━━━ Material provided ━━━

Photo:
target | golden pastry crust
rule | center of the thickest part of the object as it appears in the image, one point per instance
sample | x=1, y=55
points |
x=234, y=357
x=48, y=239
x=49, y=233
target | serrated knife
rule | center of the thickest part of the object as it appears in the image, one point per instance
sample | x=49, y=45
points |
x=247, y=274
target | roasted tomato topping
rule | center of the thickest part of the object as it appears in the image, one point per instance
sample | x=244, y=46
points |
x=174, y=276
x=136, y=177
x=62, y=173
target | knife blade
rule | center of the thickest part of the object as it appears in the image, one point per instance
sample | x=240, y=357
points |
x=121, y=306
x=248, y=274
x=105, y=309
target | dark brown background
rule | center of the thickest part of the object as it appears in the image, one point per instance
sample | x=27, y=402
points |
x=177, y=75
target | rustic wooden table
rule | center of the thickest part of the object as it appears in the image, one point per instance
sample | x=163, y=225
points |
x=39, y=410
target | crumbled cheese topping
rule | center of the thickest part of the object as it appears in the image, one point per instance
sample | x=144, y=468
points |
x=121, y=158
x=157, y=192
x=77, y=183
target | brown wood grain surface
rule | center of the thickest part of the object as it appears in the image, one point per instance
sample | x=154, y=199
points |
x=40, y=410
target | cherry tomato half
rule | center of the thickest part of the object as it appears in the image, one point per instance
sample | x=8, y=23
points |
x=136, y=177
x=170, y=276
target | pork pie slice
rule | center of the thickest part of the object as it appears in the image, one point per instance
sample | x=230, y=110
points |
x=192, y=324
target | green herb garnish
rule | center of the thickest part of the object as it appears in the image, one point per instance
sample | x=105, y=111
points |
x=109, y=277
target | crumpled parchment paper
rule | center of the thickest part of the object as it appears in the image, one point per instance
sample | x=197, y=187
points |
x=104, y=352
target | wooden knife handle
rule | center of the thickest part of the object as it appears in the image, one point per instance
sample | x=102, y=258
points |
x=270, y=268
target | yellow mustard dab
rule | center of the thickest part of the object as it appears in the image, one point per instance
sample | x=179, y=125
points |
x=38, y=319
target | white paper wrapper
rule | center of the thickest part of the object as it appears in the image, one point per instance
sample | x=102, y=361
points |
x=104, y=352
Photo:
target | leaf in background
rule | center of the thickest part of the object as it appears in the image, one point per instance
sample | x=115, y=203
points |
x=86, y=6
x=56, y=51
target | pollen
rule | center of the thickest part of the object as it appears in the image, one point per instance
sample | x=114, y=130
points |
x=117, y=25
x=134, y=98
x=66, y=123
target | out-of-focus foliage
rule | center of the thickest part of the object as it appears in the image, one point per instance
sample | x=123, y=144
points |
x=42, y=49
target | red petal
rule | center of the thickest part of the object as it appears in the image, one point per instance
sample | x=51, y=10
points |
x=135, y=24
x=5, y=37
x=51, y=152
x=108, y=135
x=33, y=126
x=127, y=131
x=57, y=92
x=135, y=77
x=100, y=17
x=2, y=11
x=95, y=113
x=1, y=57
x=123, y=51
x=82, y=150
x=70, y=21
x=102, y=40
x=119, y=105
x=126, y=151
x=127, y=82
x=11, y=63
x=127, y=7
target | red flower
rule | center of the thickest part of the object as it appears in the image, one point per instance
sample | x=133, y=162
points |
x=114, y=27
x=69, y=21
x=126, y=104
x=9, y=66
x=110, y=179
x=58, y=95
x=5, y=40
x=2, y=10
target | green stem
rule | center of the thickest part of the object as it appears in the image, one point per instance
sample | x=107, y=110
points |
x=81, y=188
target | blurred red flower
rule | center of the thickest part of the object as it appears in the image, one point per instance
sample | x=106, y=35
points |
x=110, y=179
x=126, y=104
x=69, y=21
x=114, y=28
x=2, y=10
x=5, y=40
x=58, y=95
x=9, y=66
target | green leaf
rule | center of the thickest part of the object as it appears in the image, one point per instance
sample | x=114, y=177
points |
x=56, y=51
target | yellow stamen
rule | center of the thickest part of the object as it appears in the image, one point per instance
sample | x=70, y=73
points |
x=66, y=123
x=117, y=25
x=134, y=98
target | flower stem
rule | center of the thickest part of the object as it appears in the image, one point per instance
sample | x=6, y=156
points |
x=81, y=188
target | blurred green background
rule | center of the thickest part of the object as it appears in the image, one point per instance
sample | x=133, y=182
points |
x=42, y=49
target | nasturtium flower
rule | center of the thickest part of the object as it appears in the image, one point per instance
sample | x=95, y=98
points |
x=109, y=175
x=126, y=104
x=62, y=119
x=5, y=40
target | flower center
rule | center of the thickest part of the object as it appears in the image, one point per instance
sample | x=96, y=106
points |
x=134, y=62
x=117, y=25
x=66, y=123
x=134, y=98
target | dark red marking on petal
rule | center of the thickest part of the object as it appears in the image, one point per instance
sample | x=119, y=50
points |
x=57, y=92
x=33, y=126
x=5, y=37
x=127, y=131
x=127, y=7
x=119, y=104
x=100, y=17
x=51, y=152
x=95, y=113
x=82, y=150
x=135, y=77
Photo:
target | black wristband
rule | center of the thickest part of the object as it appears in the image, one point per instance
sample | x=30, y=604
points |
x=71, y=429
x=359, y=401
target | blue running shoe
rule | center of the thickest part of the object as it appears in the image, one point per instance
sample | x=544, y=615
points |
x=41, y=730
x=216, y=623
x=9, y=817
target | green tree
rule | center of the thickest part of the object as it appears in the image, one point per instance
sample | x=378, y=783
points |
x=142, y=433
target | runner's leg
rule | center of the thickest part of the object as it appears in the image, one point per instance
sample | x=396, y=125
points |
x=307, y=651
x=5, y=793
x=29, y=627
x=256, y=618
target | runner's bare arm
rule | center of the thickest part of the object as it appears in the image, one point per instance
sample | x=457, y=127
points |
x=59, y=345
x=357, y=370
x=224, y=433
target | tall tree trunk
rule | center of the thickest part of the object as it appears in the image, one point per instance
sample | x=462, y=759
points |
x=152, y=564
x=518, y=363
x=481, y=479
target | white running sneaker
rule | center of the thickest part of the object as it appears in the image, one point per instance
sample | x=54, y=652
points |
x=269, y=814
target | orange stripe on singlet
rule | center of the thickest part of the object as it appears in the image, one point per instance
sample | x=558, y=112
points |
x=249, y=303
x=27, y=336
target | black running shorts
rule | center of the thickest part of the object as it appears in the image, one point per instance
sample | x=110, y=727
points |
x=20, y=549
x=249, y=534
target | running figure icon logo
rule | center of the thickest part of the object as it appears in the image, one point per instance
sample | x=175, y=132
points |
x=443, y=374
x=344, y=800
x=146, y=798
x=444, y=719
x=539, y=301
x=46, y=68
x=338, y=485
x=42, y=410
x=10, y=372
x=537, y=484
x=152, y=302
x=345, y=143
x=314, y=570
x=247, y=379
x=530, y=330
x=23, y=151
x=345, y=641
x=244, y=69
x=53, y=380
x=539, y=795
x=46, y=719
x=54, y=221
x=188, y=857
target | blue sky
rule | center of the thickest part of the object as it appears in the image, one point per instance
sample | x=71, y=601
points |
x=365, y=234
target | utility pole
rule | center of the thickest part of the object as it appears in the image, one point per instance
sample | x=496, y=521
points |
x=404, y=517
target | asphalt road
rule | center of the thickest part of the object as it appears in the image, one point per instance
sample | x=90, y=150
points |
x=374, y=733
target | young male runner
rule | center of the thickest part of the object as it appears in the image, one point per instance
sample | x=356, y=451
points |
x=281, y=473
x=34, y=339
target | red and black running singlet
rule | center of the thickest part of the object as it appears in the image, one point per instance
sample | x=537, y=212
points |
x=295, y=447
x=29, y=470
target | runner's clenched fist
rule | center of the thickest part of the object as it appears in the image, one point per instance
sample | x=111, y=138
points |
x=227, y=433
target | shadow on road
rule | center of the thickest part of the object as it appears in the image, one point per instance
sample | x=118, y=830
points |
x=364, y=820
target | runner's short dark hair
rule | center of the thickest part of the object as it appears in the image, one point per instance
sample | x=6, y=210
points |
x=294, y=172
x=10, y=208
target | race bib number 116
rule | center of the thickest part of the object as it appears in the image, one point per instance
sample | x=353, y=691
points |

━━━

▸ **Given problem**
Repeat word for word the lines above, from the line with "target | rustic wooden table" through the line with "x=40, y=410", both included.

▸ **Answer for this exercise**
target | rustic wooden table
rule | center of the thickest part of the object as it appears in the image, one point per instance
sample | x=163, y=225
points |
x=39, y=410
target | crumbled cheese topping
rule | center of the thickest part of the object as it appears in the image, one point per instance
sample | x=144, y=468
points |
x=121, y=158
x=157, y=192
x=77, y=183
target | brown wood grain surface
rule | center of the thickest part of the object as it appears in the image, one point per instance
sample | x=154, y=199
points |
x=40, y=410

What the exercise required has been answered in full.